**TEXT:**

****************

Modern digital oscilloscopes do not only display waveforms of electric signals in time. Advanced features of measurement devices allow you to conduct fast and easy measurements of signal parameters and run diagnostics.
In this article, we are presenting ways of using the advanced features of the AX-DS1100CFM oscilloscope from AXIOMET.
There are several types of measurement used mostly in diagnostics, which can be automated in full or in part by modern oscilloscopes. These functionalities are good to know, as they can facilitate work.
Let’s assume that we want to know the basic parameters of a periodic signal on one output. The AX-DS1100CFM oscilloscope from AXIOMET has a feature of smart, automatic adjustment against connected signals. After pressing the AUTO button, the device detects outputs with signals and adjusts the display mode in such a way to present the waveforms in the best possible way.
In case of connecting a 1kHz square signal to the first input, with the amplitude of 3V, and pressing the AUTO button, the oscilloscope will automatically set the vertical scale to 1V and the horizontal scale to 250µs. It calculates average voltage, period, amplitude and frequency of the signal, and displays the data on the screen, below the chart presenting the waveform over time.
If you want to measure the exact parameters of a single signal period, choose the second option in the right-hand menu. It will set the time scale to 100µs, and the values measured are minimum voltage, maximum voltage, average voltage, and the width of the impulse.
Frequently, the measured subject is the time of rising or falling edge of a signal. Modern oscilloscopes also conduct this measurement automatically – in case of the AX-DS1100CFM model, it is done by selecting the third and fourth menu option for automatic measurements. The device presents calculated rise time and signal amplitude.
Modern oscilloscopes can also automatically calculate many other signal parameters — you simply need to choose appropriate menu options.

****************

**EXERCISE SET:**
(a) State whether each statement agrees with the oscilloscope text, answering yes or no and quoting the deciding words: (i) with a 1kHz square signal connected, pressing AUTO sets the vertical scale to 1V; (ii) the second option in the right-hand menu sets the time scale to 250µs; (iii) rise time is measured by selecting the first menu option.
(b) Write the next part of the oscilloscope text, continuing from its final sentence.
The lines after this point have no connection to the oscilloscope text.

****************

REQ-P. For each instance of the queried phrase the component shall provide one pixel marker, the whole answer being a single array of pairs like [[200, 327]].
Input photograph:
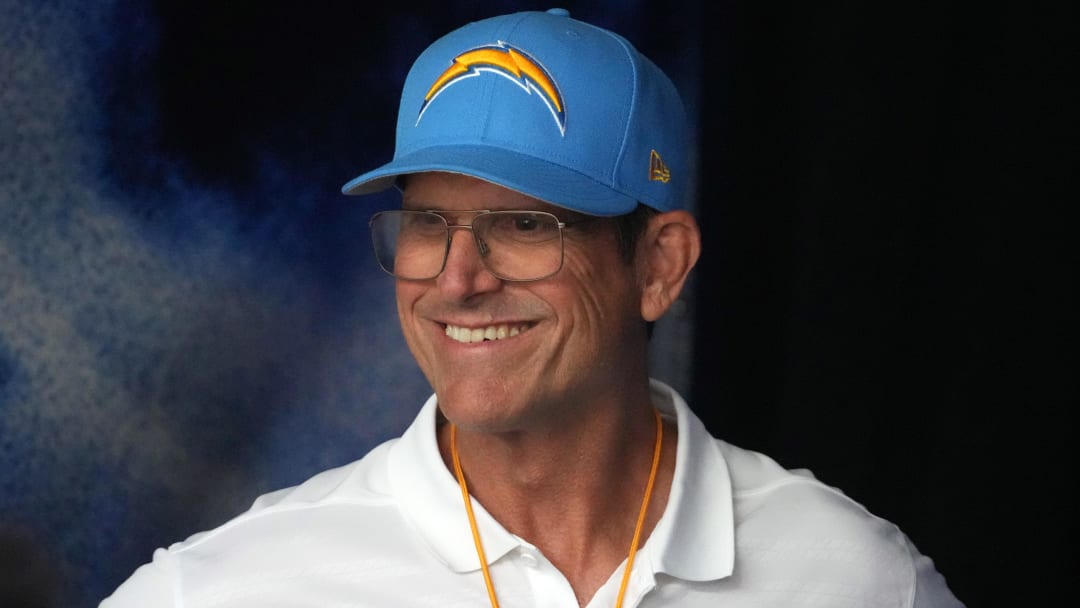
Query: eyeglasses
[[514, 245]]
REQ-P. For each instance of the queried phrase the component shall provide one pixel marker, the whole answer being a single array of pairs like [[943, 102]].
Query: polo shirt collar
[[693, 540]]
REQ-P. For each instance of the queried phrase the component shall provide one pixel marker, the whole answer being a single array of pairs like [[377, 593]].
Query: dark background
[[882, 298]]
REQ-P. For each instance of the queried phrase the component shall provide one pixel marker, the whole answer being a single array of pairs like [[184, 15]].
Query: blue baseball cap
[[545, 105]]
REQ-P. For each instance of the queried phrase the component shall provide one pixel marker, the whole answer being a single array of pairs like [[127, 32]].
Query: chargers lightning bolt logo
[[508, 62]]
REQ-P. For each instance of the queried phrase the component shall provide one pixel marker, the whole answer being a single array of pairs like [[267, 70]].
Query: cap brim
[[538, 178]]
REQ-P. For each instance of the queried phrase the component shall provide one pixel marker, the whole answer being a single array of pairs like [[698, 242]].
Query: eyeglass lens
[[514, 245]]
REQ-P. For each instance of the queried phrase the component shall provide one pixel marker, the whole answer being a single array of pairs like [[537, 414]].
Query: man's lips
[[495, 332]]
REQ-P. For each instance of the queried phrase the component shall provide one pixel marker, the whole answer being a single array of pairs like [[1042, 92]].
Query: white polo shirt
[[390, 530]]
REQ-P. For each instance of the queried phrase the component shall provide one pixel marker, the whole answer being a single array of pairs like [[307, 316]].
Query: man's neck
[[572, 489]]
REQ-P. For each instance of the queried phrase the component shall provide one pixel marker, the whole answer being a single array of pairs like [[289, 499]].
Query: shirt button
[[529, 558]]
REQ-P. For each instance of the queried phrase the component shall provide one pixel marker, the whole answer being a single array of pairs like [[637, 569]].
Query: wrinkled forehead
[[457, 192]]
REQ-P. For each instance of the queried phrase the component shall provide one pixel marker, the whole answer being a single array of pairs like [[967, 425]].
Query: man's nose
[[464, 273]]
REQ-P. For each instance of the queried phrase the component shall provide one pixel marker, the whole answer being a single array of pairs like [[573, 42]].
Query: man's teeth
[[480, 334]]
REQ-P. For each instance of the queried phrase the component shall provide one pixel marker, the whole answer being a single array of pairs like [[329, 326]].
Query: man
[[543, 167]]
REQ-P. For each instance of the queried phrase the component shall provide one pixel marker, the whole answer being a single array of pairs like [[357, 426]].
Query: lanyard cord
[[637, 528]]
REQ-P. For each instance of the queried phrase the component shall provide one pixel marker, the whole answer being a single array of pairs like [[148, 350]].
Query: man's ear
[[666, 253]]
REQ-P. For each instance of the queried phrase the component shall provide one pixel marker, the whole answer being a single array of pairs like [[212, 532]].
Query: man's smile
[[500, 332]]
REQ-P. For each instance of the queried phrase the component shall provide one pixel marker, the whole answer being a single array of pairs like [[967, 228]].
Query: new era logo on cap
[[658, 171]]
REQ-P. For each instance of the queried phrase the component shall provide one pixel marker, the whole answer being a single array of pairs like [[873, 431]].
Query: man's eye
[[526, 224]]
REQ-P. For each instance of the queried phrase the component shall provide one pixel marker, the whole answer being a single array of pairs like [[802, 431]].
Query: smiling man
[[543, 170]]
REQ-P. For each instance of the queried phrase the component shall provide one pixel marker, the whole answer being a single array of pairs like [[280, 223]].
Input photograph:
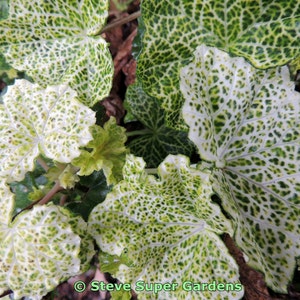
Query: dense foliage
[[212, 79]]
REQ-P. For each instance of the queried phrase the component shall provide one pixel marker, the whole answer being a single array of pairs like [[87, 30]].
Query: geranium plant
[[211, 79]]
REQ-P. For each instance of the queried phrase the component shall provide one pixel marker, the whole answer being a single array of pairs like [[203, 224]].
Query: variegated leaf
[[246, 126], [265, 32], [55, 42], [40, 249], [159, 140], [34, 120], [169, 227]]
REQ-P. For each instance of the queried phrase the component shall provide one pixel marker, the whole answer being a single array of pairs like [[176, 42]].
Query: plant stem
[[138, 132], [120, 22]]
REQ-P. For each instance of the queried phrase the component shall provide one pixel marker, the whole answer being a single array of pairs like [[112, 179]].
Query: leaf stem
[[120, 22], [138, 132]]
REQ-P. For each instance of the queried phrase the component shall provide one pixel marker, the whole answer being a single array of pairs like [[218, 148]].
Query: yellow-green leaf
[[55, 42], [34, 120]]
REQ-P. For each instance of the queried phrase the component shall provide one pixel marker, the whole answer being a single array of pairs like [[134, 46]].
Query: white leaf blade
[[53, 44], [254, 152], [40, 249], [169, 226], [34, 120]]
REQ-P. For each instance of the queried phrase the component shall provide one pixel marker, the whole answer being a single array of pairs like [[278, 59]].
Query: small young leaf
[[33, 120], [246, 123], [265, 32], [169, 226], [106, 151], [55, 43], [154, 146], [40, 249]]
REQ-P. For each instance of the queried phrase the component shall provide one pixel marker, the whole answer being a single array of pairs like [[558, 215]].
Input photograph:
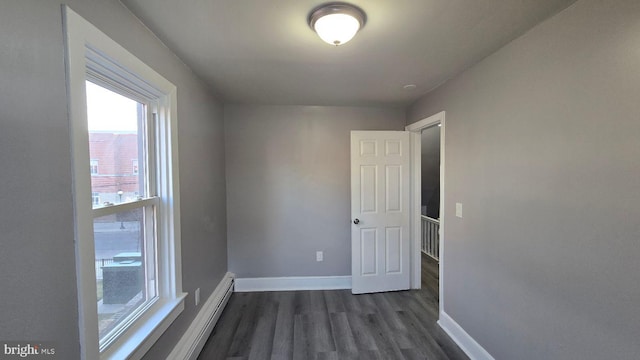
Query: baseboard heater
[[192, 342]]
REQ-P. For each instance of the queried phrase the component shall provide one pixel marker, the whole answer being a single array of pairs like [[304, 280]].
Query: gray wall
[[38, 299], [543, 150], [288, 186]]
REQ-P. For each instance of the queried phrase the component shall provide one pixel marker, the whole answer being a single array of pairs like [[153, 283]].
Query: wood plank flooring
[[332, 324]]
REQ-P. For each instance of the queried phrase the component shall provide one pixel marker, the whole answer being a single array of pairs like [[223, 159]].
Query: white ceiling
[[263, 51]]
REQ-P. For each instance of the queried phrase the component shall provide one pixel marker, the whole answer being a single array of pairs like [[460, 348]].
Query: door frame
[[416, 174]]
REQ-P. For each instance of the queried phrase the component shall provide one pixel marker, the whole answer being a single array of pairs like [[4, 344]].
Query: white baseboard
[[473, 350], [193, 340], [293, 283]]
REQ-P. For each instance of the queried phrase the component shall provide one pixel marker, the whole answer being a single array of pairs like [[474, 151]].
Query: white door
[[380, 232]]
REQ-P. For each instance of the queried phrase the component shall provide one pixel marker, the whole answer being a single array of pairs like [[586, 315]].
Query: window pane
[[125, 266], [116, 143]]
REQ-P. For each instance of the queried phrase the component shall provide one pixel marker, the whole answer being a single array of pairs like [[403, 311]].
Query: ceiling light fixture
[[337, 23]]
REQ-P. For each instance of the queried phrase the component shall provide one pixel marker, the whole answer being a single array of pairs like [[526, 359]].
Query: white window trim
[[85, 45]]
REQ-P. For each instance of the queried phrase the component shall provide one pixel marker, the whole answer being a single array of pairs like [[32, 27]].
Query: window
[[93, 164], [123, 117], [125, 236]]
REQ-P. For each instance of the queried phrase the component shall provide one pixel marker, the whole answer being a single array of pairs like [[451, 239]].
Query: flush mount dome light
[[337, 23]]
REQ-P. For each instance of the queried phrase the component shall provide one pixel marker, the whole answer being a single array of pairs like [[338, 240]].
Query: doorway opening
[[430, 208], [428, 205]]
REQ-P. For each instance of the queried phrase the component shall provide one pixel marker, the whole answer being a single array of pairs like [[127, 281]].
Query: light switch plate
[[459, 210]]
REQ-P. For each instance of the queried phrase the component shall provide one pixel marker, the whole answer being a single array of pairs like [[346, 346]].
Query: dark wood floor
[[333, 324]]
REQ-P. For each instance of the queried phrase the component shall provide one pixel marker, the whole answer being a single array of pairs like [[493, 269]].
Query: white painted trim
[[468, 344], [193, 340], [293, 283], [89, 52], [416, 236], [417, 128]]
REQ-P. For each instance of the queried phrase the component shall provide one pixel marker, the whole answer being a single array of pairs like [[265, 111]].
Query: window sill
[[139, 338]]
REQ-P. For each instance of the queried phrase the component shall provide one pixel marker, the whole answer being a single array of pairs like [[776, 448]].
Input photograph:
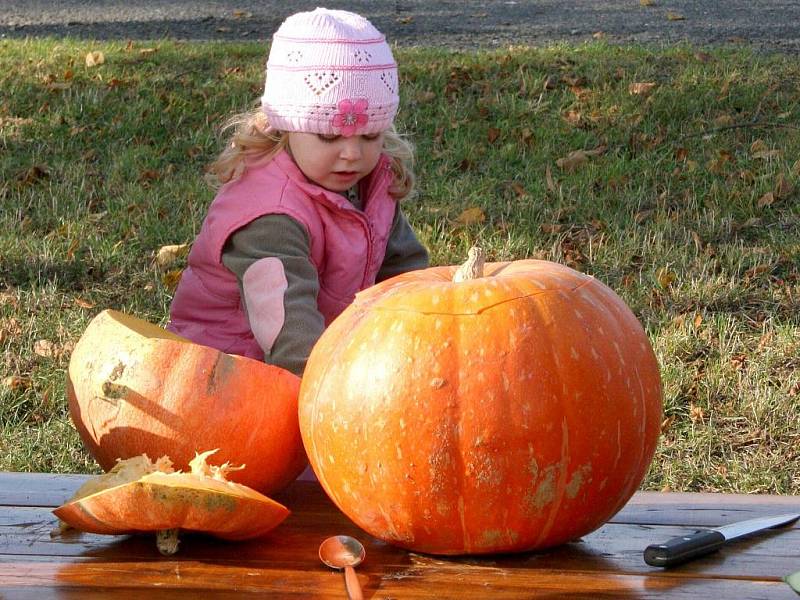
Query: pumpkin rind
[[512, 412], [137, 501], [136, 388], [158, 501]]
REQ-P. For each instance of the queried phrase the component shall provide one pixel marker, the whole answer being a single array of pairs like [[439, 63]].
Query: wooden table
[[605, 564]]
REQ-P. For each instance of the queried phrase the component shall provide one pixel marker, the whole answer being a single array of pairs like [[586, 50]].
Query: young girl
[[308, 213]]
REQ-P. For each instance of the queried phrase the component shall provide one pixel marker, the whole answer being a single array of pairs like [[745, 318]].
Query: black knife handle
[[680, 549]]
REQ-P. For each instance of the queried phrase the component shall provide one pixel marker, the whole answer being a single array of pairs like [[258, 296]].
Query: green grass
[[100, 167]]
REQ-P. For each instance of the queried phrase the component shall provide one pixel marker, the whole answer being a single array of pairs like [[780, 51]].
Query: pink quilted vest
[[347, 248]]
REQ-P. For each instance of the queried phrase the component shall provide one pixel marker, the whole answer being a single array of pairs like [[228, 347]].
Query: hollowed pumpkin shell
[[136, 388]]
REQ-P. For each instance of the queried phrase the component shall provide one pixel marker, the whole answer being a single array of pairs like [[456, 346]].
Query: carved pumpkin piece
[[139, 496], [136, 388]]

****************

**RESULTS OF THE EXERCISE:**
(a)
(i) Yes: "the oscilloscope will automatically set the vertical scale to 1V"
(ii) No: "It will set the time scale to 100µs"
(iii) No: "it is done by selecting the third and fourth menu option for automatic measurements"

(b)
A very handy feature of oscilloscopes like the DS1100CFM model from AXIOMET is storing waveforms in memory. Let’s assume that an inspected device acts inappropriately from time to time, but we cannot predict when it is going to work like this or what triggers such operations, which would allow us to register the very moment in the single-shot mode. In such a case, sample register becomes helpful. In the DS1100CFM model, the user can record signal and save it in the internal memory. You simply need to select the source channel, sampling interval and the number of samples to be registered, and press the register button. Interval can be set from 1ms to 1000s, and the number of samples stored cannot exceed 2,500. This means that you can precisely inspect 2.5s of a waveform, or you can perform a waveform dump every 16 minutes during a period of a month.
When waveforms are registered, you can view them manually or play automatically.
In our case, you can see a sudden signal loss in frame 34.
Another way of diagnosing anomalies is to enable signal persistence. Thanks to that, the signal displayed on the screen will leave a trace visible for a certain period. It’s a bit similar to working with phosphor in CRT oscilloscopes that stays illuminated for a short time after excitation with a highly intensive beam and leaves a trace. In digital oscilloscopes, this effect is generated artificially, which means that the illumination time can be set to 1, 2, 5s or indefinitely.
Yet another comfortable way of analysing waveforms is storing reference waveforms. A captured waveform can be stored in the built-in device memory, and then statically displayed on the screen together with waveforms from channels 1 and 2. It allows the user to directly compare them against each other.
A way more advanced feature, offered by oscilloscopes like the AX-DS1100CFM model, is automatic testing. The device allows you to define a mask for a registered waveform, which it has to fit. It is done by defining upper and lower threshold and the width of the impulse. In oscilloscopes from AXIOMET the mask defining process is significantly simplified, and with the use of buttons and knobs, you can prepare masks for periodic signals.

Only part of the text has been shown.